Work task> Reproduce the data exactly; no word may be added or dropped.
(Material provided begins)
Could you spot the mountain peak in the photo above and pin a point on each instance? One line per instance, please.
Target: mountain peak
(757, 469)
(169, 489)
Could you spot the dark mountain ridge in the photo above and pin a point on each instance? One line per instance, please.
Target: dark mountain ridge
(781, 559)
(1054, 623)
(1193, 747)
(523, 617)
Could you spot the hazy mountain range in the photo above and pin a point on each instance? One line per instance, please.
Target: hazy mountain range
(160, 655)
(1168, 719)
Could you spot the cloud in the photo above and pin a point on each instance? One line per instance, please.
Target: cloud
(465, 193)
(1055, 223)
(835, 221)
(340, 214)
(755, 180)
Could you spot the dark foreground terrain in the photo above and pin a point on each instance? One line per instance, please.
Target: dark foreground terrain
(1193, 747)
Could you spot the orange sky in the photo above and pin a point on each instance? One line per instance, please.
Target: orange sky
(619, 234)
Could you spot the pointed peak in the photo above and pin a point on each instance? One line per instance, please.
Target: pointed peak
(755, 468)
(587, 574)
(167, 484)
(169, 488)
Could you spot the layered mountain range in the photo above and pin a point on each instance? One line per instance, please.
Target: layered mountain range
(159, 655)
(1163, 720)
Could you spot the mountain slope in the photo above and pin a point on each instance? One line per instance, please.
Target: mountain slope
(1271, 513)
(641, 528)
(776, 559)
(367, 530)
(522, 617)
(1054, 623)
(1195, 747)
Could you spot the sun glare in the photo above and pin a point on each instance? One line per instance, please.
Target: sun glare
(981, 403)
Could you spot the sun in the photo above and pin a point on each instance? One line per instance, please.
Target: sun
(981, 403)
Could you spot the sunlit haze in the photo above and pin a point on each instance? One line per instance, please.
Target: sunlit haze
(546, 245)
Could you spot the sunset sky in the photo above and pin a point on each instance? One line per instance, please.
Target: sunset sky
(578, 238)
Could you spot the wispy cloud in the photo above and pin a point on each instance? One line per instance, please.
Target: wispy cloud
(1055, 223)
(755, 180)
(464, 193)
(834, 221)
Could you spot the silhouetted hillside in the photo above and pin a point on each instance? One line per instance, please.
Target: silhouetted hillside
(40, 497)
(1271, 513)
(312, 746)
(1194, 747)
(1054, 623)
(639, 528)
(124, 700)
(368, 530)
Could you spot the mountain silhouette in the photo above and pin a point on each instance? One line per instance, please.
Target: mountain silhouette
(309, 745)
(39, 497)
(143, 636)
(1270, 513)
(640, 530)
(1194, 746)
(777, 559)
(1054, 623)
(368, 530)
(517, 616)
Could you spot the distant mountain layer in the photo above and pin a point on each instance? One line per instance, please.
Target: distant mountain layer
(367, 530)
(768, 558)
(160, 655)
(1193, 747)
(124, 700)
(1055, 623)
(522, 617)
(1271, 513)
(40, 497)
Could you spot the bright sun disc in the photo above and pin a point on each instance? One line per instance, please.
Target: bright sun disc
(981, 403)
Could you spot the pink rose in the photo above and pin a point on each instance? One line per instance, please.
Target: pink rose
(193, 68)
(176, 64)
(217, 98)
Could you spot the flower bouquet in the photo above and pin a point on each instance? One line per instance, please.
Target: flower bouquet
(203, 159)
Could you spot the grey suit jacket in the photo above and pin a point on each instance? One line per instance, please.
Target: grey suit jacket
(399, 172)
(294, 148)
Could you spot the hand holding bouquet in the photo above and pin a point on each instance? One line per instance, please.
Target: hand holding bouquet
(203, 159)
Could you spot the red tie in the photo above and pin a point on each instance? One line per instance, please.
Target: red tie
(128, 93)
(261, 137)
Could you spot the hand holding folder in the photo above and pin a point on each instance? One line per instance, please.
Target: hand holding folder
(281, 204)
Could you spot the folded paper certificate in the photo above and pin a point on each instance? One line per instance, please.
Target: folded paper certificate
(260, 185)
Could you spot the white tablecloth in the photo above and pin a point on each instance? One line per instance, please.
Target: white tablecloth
(Material provided ends)
Result of the exercise>
Could you spot the mountain peak in the photo above and pin a point on each instance? One line per instance, please.
Target: mountain peak
(757, 469)
(169, 489)
Could you spot the dark mountain ridge in the photo above and pin a point on each instance? One line per instance, please.
Target: dark mountain ridge
(781, 559)
(1054, 623)
(1193, 747)
(523, 617)
Could you spot the hazy mountain range in the photo above and pin a point on each instance? One line per instance, please.
Target: hazy mountain range
(160, 655)
(1168, 719)
Could you spot the cloud in the photo above and pin a point on each instance? One line per instance, please.
Target: cloud
(465, 193)
(1055, 223)
(835, 221)
(340, 214)
(755, 180)
Could you spot the dark foreground terrain in the photo above and pin a point on each instance? One line per instance, please.
Target: dark foreground terrain
(1193, 747)
Could you spot the orange sky in the photo above and pin a point on each instance? One line per instance, please.
Target: orange sky
(619, 234)
Could you spot the pointed peak in the photo above and pin a point on each instance? One line per instance, please.
Target: pointed peak
(755, 468)
(587, 574)
(167, 484)
(169, 488)
Could you spot the layered mountain range in the photo above and pin a point on each instance? One line per instance, please.
Target: layered mountain range
(159, 655)
(1163, 720)
Could you spot the mountain slope in the photo above and pin a point on each instance? One line per instance, please.
Target: mountain slope
(1271, 513)
(641, 528)
(776, 559)
(367, 530)
(522, 617)
(1054, 623)
(1195, 747)
Could you spot the sun glare in the photo above and pin a point on each instance? One line per instance, please.
Target: sun glare
(981, 403)
Could you spot the sun in the photo above and pin a point on each instance? One line per instance, please.
Target: sun
(981, 403)
Could you spot the sunlit haze in the photo above and pin a point on each instance? One line per instance, please.
Target: sunlit haze
(546, 245)
Could you spot the sunset sky in the photo above and pin a point on each instance? One line per instance, please.
Target: sunset sky
(578, 238)
Could you spot the wispy cloud in the photo above and pin a point on each instance? One line per instance, please.
Target: wispy cloud
(1055, 223)
(755, 180)
(464, 193)
(834, 221)
Could you spot the silhouetted hillside in the photo above and pin a point on each instance? One line per instance, please.
Target: silhouetted hillside
(40, 497)
(1271, 513)
(312, 746)
(1194, 747)
(1054, 623)
(639, 528)
(124, 700)
(368, 530)
Could you spot the mountain silhouette in the photo above and pin a point on each instance? One line per instance, please.
Target: mountain silhouette
(309, 745)
(39, 497)
(143, 636)
(1270, 513)
(640, 530)
(1194, 746)
(777, 559)
(1054, 623)
(368, 530)
(517, 616)
Could you spot the distant mountain layer in the photo above and pin a point on each instance? One line per instance, please.
Target: distant mountain layer
(367, 530)
(768, 558)
(160, 655)
(1193, 747)
(124, 700)
(1055, 623)
(522, 617)
(1271, 513)
(40, 497)
Could you spot the bright sun disc in the photo above and pin a point on each instance? One line per instance, please.
Target: bright sun disc
(981, 403)
Could you spot the pink rose in the photo above and pin a point on each instance? One line per instance, please.
Target: pink rose
(193, 68)
(176, 64)
(217, 98)
Could you spot the flower bouquet in the photo above and pin a point on each instance? One line per instance, please.
Target: flower bouquet
(203, 159)
Could you spot the grey suit jacket in the photo above and pin a point on each instance? One line per instance, please.
Target: grey suit jacket
(399, 172)
(294, 148)
Could you spot the hand holding bouquet in the photo above and pin a point on each instance? One line per instance, please.
Target: hand holding bouquet
(203, 159)
Could you spot the red tie in the photo above and pin a point on each instance? One line per instance, please.
Target: red tie
(128, 93)
(261, 137)
Could you spot the hand holding folder in the photo above and pin a point on each instance? One line per instance, please.
Target: hand holding folder
(281, 204)
Could you spot the folded paper certificate in the photo above and pin a point on each instance? One line per instance, please.
Target: folded paper certificate
(260, 185)
Could you spot the white tablecloth in the photo above and pin a point on each instance? One line per instance, please.
Target: white tablecloth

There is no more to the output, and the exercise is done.